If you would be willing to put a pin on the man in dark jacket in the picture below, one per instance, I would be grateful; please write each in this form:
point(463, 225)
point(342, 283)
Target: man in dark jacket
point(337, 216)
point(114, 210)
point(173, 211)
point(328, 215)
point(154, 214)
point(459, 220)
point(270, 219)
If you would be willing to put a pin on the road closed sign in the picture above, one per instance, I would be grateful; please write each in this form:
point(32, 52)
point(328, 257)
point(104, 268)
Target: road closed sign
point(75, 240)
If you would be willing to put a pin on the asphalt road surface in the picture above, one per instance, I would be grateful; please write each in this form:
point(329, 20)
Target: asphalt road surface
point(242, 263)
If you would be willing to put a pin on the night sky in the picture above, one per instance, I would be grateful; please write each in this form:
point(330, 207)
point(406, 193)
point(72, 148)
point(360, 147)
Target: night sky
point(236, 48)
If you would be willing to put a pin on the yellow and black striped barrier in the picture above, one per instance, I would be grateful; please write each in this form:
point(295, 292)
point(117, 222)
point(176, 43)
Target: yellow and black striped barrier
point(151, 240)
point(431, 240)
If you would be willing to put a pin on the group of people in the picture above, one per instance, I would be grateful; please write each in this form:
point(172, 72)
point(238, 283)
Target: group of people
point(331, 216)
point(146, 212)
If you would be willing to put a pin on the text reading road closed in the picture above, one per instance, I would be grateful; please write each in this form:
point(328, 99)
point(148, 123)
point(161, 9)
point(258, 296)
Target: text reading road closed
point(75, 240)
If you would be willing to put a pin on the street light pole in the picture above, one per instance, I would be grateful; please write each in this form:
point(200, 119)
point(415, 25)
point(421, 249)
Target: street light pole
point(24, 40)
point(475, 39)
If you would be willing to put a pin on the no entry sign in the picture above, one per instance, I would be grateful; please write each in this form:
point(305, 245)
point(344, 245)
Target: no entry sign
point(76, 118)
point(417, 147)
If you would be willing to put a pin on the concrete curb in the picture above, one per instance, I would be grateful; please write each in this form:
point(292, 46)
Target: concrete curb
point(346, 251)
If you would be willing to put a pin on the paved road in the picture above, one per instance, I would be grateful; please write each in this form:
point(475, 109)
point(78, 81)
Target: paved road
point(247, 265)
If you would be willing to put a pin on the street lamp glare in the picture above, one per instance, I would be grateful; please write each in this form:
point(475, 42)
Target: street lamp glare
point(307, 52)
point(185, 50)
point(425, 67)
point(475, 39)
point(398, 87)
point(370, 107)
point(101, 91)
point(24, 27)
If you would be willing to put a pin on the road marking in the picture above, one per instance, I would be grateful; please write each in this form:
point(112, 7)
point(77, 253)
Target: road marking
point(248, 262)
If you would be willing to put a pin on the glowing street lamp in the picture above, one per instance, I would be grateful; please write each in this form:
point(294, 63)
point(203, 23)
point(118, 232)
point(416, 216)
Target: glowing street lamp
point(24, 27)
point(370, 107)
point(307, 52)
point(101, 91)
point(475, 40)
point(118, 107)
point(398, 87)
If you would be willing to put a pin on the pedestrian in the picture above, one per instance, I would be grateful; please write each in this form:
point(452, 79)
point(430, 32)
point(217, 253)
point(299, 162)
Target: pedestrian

[EXERCISE DIRECTIONS]: Copy all of the entries above word for word, keeping every line unchanged and in its original order.

[TASK RESPONSE]:
If you would be willing to put a pin on the man in dark jacket in the picture below, one per instance, I would be grateful; please write each in this form:
point(463, 225)
point(342, 283)
Target: man in dark jacket
point(337, 216)
point(114, 210)
point(173, 211)
point(328, 215)
point(154, 214)
point(459, 220)
point(270, 219)
If you would be willing to put a pin on the road closed sign in the picture above, one per instance, I would be grateful; please write each in this form:
point(32, 52)
point(328, 257)
point(104, 268)
Target: road closed sign
point(75, 240)
If you would be willing to put a pin on the asphalt road surface in the picture above, one per instance, I would be grateful; please write each in this form:
point(329, 20)
Target: asphalt road surface
point(242, 263)
If you would be willing to put a pin on the night sky in the picture above, one per instance, I would be grateful; please write each in this form:
point(330, 207)
point(406, 193)
point(72, 148)
point(360, 147)
Target: night sky
point(236, 48)
If you would be willing to put a pin on the yellow and black striped barrier in the picture above, one per instance, I would be grateful; please write each in this form:
point(295, 292)
point(117, 222)
point(176, 43)
Target: yellow and black striped barrier
point(151, 240)
point(431, 240)
If you would be willing to put a pin on the group of people in the picture above, one per instance, I would be grateful; please write each in this form:
point(172, 72)
point(238, 283)
Target: group of people
point(331, 216)
point(146, 212)
If you would be willing to put a pin on the text reading road closed in the picture above, one per instance, I would be grateful; please write each in this form:
point(328, 99)
point(148, 123)
point(161, 9)
point(258, 296)
Target: text reading road closed
point(75, 240)
If you would be willing to put a pin on the street light pole in the picture above, one per instance, I would be grateful; please write each in this form:
point(200, 119)
point(415, 25)
point(421, 249)
Target: street light pole
point(24, 40)
point(475, 39)
If you would be willing to put a pin on the no entry sign in the picture above, one per instance, I would be grateful; please write each in this form:
point(305, 245)
point(344, 245)
Target: no entry sign
point(76, 118)
point(417, 147)
If you would be willing to put a pin on the concrete curb in the picture above, one per instance, I would be grateful; please write each in this form:
point(292, 46)
Target: concrete curb
point(346, 251)
If you would be willing to put a pin on the paved road in the picture above, one per instance, I would be grateful; please write each in this form:
point(475, 109)
point(78, 81)
Target: paved road
point(247, 265)
If you would be willing to put a pin on the street lamp glare in the picture above, one per instance, I would be grateful; please write each in this form:
point(475, 42)
Target: street lamp glare
point(307, 52)
point(185, 50)
point(425, 67)
point(475, 39)
point(398, 87)
point(370, 107)
point(101, 91)
point(24, 27)
If you would be willing to put a pin on the road marking in the picture above, one per instance, I would be grateful; please write each in this form:
point(112, 7)
point(77, 253)
Target: road marking
point(248, 262)
If you would be willing to put a pin on the glowing street lamp in the picture above, one per instance, I would be grateful; please write each in this form:
point(294, 63)
point(203, 23)
point(118, 232)
point(416, 216)
Target: glowing street lamp
point(24, 27)
point(370, 107)
point(307, 52)
point(101, 91)
point(475, 40)
point(118, 107)
point(398, 87)
If you would be willing to put a pin on the pedestrian in the picture above, one per instance, I would be grateful; please write each in this form:
point(452, 79)
point(430, 32)
point(217, 253)
point(299, 162)
Target: pedestrian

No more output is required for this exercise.